Text section START

Complex human phenotypes are mainly polygenic in nature and are not likely to undergo selection in the form of major selective sweeps, but rather in subtle shifts in allele frequencies. These shifts are often hard to detect using traditional statistical methods. Our recently developed false discovery rate (FDR) framework exploits ancillary information to improve the power of genome-wide association studies (GWAS). This method can assess enrichment of polygenic effects on various phenotypes in specific genic annotation categories. We applied this method to study the effect of evolutionary metrics using data from GWASs of psychiatric and cognitive phenotypes.
We used different evolutionary proxies representing various time periods of human evolution. The Neanderthal selective sweep score, which measures positive selection in humans after the human-Neanderthal split some 50,000 years ago, was used to test the hypothesis that the schizophrenia is related to the development of the complex human brain and concurrently, language skills and creative reasoning. We show that regions that underwent positive selection in humans after divergence from Neanderthals are more likely to be associated with schizophrenia.

Text section END
Data for analysis START

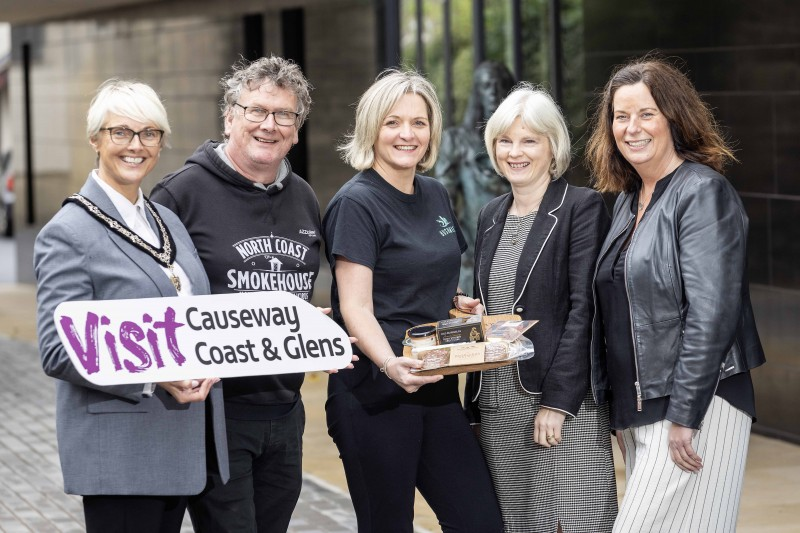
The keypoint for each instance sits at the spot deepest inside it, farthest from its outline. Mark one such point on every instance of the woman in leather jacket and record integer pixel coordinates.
(674, 336)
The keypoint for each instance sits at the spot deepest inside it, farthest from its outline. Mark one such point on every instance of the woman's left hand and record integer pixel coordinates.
(353, 340)
(547, 427)
(681, 449)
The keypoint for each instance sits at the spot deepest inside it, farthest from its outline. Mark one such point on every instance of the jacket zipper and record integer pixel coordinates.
(594, 301)
(636, 383)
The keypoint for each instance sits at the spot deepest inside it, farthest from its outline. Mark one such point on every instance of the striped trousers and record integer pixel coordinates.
(660, 497)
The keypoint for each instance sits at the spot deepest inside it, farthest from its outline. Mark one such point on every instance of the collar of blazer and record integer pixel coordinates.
(543, 226)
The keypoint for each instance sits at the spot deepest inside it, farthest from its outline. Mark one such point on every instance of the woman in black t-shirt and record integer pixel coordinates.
(394, 247)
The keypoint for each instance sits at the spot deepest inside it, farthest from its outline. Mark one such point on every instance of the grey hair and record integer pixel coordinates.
(539, 113)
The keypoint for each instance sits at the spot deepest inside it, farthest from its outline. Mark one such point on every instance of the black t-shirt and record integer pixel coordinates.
(413, 245)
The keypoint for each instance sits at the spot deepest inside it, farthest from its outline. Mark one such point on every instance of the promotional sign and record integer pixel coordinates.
(152, 340)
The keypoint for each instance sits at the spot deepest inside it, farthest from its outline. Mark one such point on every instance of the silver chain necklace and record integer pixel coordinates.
(165, 255)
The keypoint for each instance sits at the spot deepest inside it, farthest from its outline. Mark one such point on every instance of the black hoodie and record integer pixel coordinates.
(249, 238)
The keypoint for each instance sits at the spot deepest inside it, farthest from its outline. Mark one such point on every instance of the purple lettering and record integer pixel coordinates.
(89, 356)
(169, 325)
(129, 333)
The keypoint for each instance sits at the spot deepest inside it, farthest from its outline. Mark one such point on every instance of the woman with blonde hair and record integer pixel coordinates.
(545, 439)
(394, 248)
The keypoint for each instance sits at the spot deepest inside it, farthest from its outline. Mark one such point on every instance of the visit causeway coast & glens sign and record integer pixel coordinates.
(151, 340)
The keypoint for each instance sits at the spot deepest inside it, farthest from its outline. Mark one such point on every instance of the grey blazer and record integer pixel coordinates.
(114, 440)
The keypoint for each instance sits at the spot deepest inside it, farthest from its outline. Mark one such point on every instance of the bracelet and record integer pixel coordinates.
(385, 366)
(455, 299)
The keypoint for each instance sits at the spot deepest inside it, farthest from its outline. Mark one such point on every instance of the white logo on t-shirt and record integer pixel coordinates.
(446, 225)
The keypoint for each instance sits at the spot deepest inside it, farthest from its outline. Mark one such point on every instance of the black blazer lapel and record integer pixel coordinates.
(489, 240)
(543, 227)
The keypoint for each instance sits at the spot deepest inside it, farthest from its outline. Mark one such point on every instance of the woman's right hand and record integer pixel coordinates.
(398, 369)
(190, 390)
(465, 304)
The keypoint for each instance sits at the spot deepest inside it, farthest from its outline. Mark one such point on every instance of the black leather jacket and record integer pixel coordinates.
(692, 320)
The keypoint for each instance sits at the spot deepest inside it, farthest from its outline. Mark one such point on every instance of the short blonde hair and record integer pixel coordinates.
(539, 113)
(132, 99)
(373, 107)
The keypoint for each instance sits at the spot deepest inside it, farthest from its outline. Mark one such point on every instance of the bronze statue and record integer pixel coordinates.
(464, 166)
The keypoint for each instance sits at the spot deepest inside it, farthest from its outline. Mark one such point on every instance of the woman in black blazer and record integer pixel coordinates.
(546, 441)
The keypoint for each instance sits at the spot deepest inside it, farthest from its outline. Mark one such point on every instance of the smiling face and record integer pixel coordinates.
(642, 132)
(523, 156)
(257, 149)
(403, 138)
(124, 166)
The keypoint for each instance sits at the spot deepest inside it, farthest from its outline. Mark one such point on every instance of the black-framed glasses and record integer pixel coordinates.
(258, 114)
(124, 136)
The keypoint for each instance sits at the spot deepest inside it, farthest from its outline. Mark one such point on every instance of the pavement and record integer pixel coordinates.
(31, 490)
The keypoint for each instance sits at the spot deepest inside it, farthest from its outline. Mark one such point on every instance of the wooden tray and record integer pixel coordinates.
(459, 369)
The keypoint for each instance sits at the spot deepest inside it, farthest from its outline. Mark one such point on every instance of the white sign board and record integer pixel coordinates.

Data for analysis END

Check your understanding ▸
**1)** According to the abstract on schizophrenia and human evolution, what did the hypothesis tested with the Neanderthal selective sweep score relate schizophrenia to? List each item.
**2)** Carry on the abstract on schizophrenia and human evolution, starting after its last sentence.

Task-by-task outputs ▸
**1)**
- The development of the complex human brain
- Language skills
- Creative reasoning

**2)**
We investigated traces of schizophrenia association in less recently evolved regions like the human accelerated regions (HAR), segmental duplication regions (SD), and ohnologous regions (Ohno). These represent time periods before 200,000 years ago when hominid and chimpanzee branches split (HAR), 35-40 million years ago during the great ape-hominid split (SD), and the period of separation of vertebrate and invertebrate lineages 500 million years ago (Ohno). We could not detect significant enrichment for any of these evolutionary markers.
We investigated GWAS of education attainment, college completion, and cognitive function, after the Neanderthal split. Our results indicate that SNPs in the swept regions are more likely to be associated with education attainment, college completion, and to some extent to general cognitive function.
These findings help us understand the evolutionary history of mental and cognitive phenotypes. As humans evolved, their ability to think in the abstract, communicate with one another and organize in complex rule-based societies improved, but such development probably exposed them to mental pathologies like schizophrenia.